Task prompt →
Every entry must be printed again exactly, with nothing left out.

--------

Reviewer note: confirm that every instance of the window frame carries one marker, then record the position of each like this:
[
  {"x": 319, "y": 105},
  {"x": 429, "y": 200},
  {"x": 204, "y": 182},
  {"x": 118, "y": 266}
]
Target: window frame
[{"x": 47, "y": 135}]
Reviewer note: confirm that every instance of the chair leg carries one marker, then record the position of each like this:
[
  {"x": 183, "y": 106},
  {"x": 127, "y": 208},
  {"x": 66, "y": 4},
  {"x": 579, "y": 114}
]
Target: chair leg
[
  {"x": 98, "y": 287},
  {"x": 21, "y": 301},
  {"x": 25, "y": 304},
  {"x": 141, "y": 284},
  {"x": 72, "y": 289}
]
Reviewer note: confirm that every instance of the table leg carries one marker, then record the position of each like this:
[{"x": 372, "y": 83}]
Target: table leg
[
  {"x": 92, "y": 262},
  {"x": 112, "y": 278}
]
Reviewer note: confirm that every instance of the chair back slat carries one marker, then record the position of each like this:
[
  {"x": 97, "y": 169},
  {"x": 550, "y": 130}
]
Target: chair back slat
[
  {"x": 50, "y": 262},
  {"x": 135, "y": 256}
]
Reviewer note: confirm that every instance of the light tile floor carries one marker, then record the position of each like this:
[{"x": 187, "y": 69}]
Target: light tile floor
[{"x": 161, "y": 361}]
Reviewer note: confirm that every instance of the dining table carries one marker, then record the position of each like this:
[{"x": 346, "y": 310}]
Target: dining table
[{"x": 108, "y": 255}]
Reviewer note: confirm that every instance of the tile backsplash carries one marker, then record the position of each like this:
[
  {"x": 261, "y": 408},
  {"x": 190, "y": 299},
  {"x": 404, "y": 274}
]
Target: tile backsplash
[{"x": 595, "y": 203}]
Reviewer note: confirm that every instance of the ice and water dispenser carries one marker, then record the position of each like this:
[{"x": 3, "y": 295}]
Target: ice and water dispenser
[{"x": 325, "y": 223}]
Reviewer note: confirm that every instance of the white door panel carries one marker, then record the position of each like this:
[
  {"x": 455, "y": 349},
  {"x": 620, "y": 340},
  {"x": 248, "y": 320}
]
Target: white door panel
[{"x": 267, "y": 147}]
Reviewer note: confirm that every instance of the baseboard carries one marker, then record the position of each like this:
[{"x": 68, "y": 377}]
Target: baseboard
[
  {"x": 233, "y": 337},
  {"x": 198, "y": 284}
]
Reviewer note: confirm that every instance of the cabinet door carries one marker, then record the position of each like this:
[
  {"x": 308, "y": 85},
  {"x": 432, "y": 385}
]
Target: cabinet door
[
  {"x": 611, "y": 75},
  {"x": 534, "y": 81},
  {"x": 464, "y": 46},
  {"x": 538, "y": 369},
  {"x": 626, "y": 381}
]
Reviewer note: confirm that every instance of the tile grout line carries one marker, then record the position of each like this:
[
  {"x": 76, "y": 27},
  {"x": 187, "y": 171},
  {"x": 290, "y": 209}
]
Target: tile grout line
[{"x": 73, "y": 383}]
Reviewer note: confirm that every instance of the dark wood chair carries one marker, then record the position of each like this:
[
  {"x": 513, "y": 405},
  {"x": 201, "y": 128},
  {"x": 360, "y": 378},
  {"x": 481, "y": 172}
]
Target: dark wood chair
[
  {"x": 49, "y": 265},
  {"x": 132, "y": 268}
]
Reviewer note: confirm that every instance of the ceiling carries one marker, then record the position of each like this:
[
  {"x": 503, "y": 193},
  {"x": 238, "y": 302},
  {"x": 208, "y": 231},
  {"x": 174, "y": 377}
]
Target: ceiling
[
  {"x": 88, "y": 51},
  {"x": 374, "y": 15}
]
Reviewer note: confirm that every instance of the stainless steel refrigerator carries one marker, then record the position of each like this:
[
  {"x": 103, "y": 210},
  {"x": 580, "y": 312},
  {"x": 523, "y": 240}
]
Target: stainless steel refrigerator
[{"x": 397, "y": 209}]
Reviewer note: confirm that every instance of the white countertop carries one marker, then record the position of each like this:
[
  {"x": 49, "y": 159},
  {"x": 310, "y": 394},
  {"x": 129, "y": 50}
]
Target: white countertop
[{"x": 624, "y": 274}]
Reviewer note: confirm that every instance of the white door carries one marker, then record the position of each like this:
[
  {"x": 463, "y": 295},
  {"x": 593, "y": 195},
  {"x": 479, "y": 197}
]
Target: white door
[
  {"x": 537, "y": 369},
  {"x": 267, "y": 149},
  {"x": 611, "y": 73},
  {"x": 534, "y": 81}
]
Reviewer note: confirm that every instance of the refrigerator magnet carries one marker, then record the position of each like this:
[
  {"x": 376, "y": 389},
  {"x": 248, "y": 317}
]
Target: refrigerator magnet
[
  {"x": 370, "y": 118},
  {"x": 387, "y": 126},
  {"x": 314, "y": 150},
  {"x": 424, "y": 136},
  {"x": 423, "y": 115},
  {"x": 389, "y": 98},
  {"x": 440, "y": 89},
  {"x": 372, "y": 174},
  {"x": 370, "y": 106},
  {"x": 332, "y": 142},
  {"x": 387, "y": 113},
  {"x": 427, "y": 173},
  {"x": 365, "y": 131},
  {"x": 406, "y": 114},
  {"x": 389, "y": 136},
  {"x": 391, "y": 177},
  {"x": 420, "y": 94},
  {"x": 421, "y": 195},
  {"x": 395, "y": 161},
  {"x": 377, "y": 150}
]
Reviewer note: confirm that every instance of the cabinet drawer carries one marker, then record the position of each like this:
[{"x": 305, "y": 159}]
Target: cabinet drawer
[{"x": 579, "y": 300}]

--------

Exercise response →
Reviewer note: confirm that every instance of the window frame carries one marker, then record the position of each like this:
[
  {"x": 319, "y": 105},
  {"x": 429, "y": 200},
  {"x": 204, "y": 182},
  {"x": 118, "y": 266}
]
Target: window frame
[{"x": 47, "y": 135}]
Reviewer note: confirm that every instance of the chair leg carries one marker, then record the position of each like this:
[
  {"x": 183, "y": 106},
  {"x": 127, "y": 208},
  {"x": 66, "y": 4},
  {"x": 579, "y": 114}
]
Target: chair leg
[
  {"x": 98, "y": 287},
  {"x": 21, "y": 301},
  {"x": 25, "y": 304},
  {"x": 141, "y": 284},
  {"x": 72, "y": 289}
]
Reviewer note: confirm that every instance of the table leg carries one marker, then record the position of each like this:
[{"x": 372, "y": 83}]
Target: table leg
[
  {"x": 92, "y": 262},
  {"x": 112, "y": 278}
]
Reviewer note: confirm that every instance of the chair back slat carries one marker, then record the position of each like this:
[
  {"x": 97, "y": 169},
  {"x": 550, "y": 130}
]
Target: chair back slat
[
  {"x": 50, "y": 262},
  {"x": 135, "y": 256}
]
Reviewer note: confirm that every instance of the light tile floor carries one marker, then record the position of each like this:
[{"x": 187, "y": 69}]
Target: light tile floor
[{"x": 161, "y": 361}]
Reviewer note: confirm that every instance of the dining table carries one marker, then record the position of each like this:
[{"x": 346, "y": 310}]
Target: dining table
[{"x": 108, "y": 255}]
Reviewer note: confirm that every instance of the tile backsplash carries one marker, then record the position of each like this:
[
  {"x": 261, "y": 408},
  {"x": 190, "y": 299},
  {"x": 404, "y": 274}
]
Target: tile backsplash
[{"x": 595, "y": 203}]
Reviewer note: confirm that every instance of the ice and water dispenser carries one marker, then record the position of each like this:
[{"x": 3, "y": 295}]
Target: ice and water dispenser
[{"x": 325, "y": 223}]
Reviewer note: confirm that every instance of the white door panel carries one marker, then record the position of each like this:
[
  {"x": 455, "y": 349},
  {"x": 620, "y": 340},
  {"x": 248, "y": 320}
]
Target: white door panel
[{"x": 267, "y": 147}]
Reviewer note: confirm that every instance of the baseboard carries one marker, then record the position of each like this:
[{"x": 68, "y": 377}]
Target: baseboard
[
  {"x": 233, "y": 337},
  {"x": 198, "y": 284}
]
Reviewer note: confirm that every instance of the cabinet door carries one marker, then record the position of each like this:
[
  {"x": 308, "y": 85},
  {"x": 432, "y": 385}
]
Target: cabinet door
[
  {"x": 611, "y": 75},
  {"x": 534, "y": 81},
  {"x": 464, "y": 46},
  {"x": 538, "y": 369},
  {"x": 626, "y": 381}
]
Reviewer note: confirm that every instance of the tile grout line carries one marker, then record the position of each like this:
[
  {"x": 76, "y": 27},
  {"x": 187, "y": 171},
  {"x": 290, "y": 209}
]
Target: tile grout line
[{"x": 73, "y": 383}]
Reviewer note: confirm that every instance of the dark wood chair carries one marker, then record the position of each like this:
[
  {"x": 513, "y": 405},
  {"x": 201, "y": 128},
  {"x": 360, "y": 378},
  {"x": 481, "y": 172}
]
Target: dark wood chair
[
  {"x": 49, "y": 265},
  {"x": 132, "y": 268}
]
Reviewer note: confirm that every instance of the ceiling carries one marker, then record the position of each like this:
[
  {"x": 503, "y": 193},
  {"x": 238, "y": 302},
  {"x": 208, "y": 231},
  {"x": 174, "y": 377}
]
Target: ceiling
[
  {"x": 88, "y": 51},
  {"x": 374, "y": 15}
]
Reviewer note: confirm that every instance of the stainless steel refrigerator carries one marker, then record the position of each like this:
[
  {"x": 103, "y": 210},
  {"x": 580, "y": 312},
  {"x": 523, "y": 240}
]
Target: stainless steel refrigerator
[{"x": 397, "y": 209}]
Reviewer note: confirm that every instance of the white countertop carries one marker, then record the position of each like this:
[
  {"x": 49, "y": 159},
  {"x": 310, "y": 394},
  {"x": 129, "y": 50}
]
Target: white countertop
[{"x": 624, "y": 274}]
Reviewer note: confirm that every instance of the white door carries one marker, then record the position of each like this:
[
  {"x": 463, "y": 295},
  {"x": 593, "y": 195},
  {"x": 479, "y": 197}
]
Target: white door
[
  {"x": 537, "y": 369},
  {"x": 267, "y": 149},
  {"x": 611, "y": 73},
  {"x": 534, "y": 81}
]
Reviewer note: confirm that every instance of the refrigerator magnet carries one marker, then record the position of each like this:
[
  {"x": 376, "y": 389},
  {"x": 248, "y": 317}
]
Target: refrigerator magnet
[
  {"x": 370, "y": 118},
  {"x": 387, "y": 126},
  {"x": 314, "y": 150},
  {"x": 424, "y": 136},
  {"x": 423, "y": 115},
  {"x": 389, "y": 98},
  {"x": 440, "y": 89},
  {"x": 372, "y": 174},
  {"x": 370, "y": 106},
  {"x": 332, "y": 142},
  {"x": 387, "y": 113},
  {"x": 427, "y": 173},
  {"x": 365, "y": 131},
  {"x": 406, "y": 114},
  {"x": 389, "y": 136},
  {"x": 391, "y": 177},
  {"x": 420, "y": 94},
  {"x": 421, "y": 195},
  {"x": 395, "y": 161},
  {"x": 377, "y": 150}
]
Reviewer note: confirm that every instance of the cabinet drawer carries one marker, then record the position of each like this:
[{"x": 305, "y": 159}]
Target: cabinet drawer
[{"x": 579, "y": 300}]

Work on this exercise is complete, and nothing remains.